Excerpt
:::::
I thank all those who have taken part in this debate, particularly the noble Baroness, Lady Falkner of Margravine, who not only chaired the committee but also introduced this debate. I particularly welcomed her peroration with its plea for fair play and an amicable settlement—an emotion that was shared by nearly everybody who spoke in the debate. I particularly recall the interventions of the noble Lord, Lord Butler, and my noble friend Lord Lindsay in that respect. Having listened to the noble Lord, Lord Thomas of Gresford, I came to the conclusion that if only those on this side of the negotiating table and those on the European side of it were all members of the Reform Club, our withdrawal could be settled quite quickly after a decanter or two of very good port.
:::::
Records for processing
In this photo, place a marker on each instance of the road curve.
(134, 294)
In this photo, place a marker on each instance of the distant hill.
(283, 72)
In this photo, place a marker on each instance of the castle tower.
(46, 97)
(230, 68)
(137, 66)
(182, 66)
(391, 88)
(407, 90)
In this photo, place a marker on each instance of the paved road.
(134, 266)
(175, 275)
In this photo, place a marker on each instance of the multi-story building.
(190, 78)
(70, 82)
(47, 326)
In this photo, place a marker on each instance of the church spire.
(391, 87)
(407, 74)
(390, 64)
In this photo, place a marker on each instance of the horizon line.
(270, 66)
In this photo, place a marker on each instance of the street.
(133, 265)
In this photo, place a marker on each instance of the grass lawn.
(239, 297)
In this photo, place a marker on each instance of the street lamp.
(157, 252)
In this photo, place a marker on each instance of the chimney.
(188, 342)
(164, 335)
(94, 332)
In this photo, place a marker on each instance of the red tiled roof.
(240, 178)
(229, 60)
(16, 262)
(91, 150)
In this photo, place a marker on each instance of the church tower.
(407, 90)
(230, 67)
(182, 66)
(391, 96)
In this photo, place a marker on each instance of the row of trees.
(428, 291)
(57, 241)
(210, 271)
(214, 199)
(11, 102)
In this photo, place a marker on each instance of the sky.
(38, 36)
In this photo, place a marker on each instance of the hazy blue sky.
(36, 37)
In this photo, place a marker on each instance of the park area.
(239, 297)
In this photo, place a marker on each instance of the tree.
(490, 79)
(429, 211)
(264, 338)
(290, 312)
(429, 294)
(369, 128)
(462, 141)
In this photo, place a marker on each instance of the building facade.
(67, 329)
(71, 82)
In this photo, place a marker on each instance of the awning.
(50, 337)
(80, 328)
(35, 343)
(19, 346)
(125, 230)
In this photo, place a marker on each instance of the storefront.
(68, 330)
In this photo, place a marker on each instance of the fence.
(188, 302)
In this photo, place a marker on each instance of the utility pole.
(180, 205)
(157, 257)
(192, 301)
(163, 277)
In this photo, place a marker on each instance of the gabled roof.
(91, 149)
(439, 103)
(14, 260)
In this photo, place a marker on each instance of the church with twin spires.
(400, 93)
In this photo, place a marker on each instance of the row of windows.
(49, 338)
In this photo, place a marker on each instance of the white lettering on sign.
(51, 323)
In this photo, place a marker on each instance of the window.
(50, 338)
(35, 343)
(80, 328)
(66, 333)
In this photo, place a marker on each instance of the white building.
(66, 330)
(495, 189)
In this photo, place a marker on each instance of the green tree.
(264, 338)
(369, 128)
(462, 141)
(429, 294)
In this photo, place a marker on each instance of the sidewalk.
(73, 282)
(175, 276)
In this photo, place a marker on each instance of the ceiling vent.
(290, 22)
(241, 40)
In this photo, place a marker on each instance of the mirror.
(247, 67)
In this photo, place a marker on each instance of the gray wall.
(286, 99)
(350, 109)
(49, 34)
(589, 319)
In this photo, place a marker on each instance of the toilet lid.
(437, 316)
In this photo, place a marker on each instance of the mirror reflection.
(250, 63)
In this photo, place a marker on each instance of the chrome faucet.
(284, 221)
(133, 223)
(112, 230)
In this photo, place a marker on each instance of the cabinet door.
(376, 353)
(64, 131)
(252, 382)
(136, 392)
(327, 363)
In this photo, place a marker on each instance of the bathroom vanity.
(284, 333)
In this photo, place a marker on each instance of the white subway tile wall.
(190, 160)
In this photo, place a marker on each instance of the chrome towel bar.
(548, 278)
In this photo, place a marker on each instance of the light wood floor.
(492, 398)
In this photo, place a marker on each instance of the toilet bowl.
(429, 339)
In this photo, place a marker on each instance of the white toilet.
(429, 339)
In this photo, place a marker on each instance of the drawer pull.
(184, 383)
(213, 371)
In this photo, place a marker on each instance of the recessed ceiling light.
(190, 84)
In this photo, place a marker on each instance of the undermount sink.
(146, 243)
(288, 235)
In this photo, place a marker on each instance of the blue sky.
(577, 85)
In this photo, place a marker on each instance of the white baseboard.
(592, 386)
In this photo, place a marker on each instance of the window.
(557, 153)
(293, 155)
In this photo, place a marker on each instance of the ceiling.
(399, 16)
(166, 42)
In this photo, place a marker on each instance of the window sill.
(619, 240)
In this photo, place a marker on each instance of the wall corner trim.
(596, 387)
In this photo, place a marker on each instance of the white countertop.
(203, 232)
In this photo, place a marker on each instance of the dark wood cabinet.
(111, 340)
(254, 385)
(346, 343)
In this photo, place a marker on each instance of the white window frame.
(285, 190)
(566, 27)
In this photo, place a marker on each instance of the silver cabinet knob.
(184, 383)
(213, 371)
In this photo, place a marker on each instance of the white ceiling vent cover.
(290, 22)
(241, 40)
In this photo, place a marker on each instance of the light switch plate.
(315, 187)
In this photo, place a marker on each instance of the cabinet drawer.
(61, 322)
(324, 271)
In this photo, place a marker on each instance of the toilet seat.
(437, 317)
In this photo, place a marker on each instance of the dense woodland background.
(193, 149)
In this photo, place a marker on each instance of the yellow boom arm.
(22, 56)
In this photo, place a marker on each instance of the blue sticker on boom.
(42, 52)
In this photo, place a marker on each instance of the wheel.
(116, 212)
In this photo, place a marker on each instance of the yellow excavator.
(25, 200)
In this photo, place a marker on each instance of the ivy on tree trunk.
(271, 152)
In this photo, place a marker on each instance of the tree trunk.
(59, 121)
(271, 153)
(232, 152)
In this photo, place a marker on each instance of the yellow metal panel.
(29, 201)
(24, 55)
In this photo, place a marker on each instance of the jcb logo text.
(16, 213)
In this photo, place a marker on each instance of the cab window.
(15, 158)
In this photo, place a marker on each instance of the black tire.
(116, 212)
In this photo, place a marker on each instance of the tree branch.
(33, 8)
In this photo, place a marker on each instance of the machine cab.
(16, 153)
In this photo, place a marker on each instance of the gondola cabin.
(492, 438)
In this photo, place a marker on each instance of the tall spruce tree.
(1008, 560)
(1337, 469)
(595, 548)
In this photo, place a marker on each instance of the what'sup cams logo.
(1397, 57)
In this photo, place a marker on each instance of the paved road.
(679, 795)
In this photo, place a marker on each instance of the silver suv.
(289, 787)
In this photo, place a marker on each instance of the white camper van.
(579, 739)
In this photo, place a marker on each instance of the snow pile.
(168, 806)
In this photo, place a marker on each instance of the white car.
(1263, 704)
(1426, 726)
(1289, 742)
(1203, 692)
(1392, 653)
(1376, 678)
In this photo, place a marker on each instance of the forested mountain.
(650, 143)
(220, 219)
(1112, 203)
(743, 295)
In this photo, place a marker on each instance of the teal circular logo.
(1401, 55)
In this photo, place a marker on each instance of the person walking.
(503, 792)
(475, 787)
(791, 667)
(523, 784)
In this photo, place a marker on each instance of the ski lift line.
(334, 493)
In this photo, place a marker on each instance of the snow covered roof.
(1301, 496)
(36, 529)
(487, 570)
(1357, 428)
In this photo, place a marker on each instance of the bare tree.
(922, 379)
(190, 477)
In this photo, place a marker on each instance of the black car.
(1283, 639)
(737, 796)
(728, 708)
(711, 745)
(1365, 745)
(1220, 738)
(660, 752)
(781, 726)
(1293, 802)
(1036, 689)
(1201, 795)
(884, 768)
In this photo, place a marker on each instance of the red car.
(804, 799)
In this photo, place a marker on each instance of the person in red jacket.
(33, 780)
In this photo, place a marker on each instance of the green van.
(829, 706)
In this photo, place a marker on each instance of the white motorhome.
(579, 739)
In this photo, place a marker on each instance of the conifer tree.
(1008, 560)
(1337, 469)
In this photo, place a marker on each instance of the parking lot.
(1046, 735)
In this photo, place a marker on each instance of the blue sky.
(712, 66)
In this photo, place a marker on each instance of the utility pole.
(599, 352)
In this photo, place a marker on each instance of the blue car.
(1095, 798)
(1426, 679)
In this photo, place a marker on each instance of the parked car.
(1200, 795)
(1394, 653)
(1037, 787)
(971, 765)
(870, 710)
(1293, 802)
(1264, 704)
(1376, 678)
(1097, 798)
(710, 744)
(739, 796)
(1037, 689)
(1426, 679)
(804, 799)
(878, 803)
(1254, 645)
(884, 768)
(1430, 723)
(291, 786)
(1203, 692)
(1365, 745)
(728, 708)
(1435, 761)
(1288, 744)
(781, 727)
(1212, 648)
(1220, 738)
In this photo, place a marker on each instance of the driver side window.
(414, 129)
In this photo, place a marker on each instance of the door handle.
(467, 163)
:::::
Set tasks
1 – In the debate excerpt, who chaired the committee and also introduced the debate?
2 – Collect every row that contains the string "cabinet".
The debate excerpt and the rows were taken from unrelated sources.

Results in order
1 – The noble Baroness, Lady Falkner of Margravine.

2 –
In this photo, place a marker on each instance of the cabinet door.
In this photo, place a marker on each instance of the dark wood cabinet.
In this photo, place a marker on each instance of the silver cabinet knob.
In this photo, place a marker on each instance of the cabinet drawer.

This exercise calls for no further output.